_GOAL OF THE EXERCISE_:
Report every line of the listing below in which the string "when" occurs.

◆ ◆ ◆

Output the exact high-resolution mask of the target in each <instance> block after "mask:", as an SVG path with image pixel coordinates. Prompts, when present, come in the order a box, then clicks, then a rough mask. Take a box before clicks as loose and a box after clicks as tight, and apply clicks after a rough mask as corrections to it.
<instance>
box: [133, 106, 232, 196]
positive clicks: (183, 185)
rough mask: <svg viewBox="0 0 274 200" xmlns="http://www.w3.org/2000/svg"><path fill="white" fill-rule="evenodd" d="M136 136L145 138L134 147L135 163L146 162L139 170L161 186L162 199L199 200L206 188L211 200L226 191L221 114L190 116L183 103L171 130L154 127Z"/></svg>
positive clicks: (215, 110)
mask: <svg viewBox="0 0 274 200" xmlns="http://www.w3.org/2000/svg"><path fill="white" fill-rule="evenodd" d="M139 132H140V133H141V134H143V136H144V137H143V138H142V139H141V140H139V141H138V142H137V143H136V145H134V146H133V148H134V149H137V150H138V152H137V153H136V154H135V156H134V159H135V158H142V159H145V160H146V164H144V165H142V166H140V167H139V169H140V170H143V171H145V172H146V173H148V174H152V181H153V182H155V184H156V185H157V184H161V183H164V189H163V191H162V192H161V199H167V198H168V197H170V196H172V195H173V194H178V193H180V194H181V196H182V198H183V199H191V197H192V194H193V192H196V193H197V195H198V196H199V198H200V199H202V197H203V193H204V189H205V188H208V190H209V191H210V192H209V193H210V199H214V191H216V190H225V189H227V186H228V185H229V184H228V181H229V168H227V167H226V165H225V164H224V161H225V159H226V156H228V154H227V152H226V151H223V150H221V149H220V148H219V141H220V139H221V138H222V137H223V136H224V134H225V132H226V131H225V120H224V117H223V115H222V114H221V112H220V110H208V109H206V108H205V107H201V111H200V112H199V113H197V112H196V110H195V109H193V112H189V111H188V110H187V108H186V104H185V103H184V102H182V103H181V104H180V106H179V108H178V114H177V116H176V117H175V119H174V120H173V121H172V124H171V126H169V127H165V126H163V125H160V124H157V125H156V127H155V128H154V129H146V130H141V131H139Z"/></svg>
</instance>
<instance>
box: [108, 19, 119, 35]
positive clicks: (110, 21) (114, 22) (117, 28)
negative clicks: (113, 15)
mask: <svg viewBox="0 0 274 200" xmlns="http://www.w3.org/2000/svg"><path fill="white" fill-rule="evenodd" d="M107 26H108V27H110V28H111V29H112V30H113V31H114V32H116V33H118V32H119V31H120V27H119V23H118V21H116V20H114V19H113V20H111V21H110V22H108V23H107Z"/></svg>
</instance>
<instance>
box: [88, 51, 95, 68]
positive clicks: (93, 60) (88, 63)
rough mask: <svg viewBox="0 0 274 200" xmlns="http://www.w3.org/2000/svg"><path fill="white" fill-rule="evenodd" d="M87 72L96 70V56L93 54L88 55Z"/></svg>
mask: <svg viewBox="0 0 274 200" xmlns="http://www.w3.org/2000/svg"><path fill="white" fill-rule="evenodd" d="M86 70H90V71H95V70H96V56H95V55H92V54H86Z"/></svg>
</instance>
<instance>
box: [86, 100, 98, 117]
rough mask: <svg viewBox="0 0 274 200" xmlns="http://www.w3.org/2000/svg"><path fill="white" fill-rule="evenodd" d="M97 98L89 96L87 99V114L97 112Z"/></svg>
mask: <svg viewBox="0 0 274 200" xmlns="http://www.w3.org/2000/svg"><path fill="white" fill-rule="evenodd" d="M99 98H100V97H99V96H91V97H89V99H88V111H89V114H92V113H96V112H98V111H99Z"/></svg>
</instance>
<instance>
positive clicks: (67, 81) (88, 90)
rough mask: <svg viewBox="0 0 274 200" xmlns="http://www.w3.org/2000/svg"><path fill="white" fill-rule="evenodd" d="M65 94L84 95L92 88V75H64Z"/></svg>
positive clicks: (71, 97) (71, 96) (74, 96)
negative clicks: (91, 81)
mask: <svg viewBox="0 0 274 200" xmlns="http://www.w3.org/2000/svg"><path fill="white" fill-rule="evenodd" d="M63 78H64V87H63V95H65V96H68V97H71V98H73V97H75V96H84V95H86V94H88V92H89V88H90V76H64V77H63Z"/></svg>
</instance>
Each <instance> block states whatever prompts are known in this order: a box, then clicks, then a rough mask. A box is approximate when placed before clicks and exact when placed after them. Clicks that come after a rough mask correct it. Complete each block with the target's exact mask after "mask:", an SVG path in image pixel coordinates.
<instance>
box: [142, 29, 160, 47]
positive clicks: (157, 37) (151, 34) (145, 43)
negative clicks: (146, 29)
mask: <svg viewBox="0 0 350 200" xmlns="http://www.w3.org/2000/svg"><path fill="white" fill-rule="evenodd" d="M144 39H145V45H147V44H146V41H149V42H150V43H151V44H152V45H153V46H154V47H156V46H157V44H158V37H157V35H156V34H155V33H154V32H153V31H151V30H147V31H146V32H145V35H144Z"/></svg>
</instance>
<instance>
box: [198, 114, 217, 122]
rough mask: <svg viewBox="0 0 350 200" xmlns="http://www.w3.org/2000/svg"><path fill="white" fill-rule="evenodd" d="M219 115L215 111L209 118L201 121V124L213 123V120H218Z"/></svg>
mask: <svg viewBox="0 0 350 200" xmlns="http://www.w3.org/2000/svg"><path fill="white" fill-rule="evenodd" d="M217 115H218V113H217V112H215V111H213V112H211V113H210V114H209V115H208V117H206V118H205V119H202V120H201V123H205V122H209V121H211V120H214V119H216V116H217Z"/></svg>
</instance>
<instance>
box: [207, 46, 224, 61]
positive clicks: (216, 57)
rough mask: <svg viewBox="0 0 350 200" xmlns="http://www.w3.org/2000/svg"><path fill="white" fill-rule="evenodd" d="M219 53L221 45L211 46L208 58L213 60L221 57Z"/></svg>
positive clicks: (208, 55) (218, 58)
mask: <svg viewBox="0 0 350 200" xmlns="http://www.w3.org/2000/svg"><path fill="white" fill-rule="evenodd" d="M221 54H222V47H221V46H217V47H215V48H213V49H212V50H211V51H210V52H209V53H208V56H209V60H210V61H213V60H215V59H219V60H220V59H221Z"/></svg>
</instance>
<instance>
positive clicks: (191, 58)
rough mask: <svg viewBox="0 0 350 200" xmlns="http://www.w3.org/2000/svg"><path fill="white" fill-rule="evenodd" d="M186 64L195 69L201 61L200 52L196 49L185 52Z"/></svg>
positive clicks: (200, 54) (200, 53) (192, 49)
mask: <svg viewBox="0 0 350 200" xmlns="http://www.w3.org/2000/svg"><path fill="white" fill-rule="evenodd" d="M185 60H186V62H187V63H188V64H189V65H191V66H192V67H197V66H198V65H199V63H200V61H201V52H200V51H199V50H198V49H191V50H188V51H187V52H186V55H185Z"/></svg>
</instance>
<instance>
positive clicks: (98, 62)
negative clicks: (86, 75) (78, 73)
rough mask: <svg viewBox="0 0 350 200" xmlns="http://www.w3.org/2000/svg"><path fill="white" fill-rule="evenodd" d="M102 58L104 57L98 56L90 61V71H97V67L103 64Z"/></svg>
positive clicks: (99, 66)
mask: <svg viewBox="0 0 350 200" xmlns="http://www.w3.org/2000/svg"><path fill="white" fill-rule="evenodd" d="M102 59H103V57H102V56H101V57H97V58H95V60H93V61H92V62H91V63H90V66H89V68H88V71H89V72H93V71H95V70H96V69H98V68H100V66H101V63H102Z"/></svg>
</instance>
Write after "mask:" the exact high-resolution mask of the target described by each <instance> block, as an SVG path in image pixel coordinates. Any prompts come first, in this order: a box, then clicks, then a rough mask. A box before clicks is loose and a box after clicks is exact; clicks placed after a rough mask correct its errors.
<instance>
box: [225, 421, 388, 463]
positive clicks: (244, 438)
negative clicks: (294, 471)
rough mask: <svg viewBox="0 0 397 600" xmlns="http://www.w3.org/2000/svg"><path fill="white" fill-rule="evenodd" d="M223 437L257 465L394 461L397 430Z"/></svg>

◆ ◆ ◆

_RESULT_:
Output the exact high-resolution mask of the target in each <instance> block after "mask:", as an SVG path with image pixel coordinates. Prompts, when present, come in the order a box, then clicks, then a rough mask. Take a box before clicks as loose and a box after clicks as tight, and apply clicks after a rough mask as corrections to it.
Each <instance> block states whatever prompts are known in this order: a box, then clicks, then a rough mask. A box is approximate when placed before clicks and exact when placed after them. Clicks that come after a rough mask correct it. Complete each block with the target's exact mask after "mask:", an SVG path in image pixel coordinates.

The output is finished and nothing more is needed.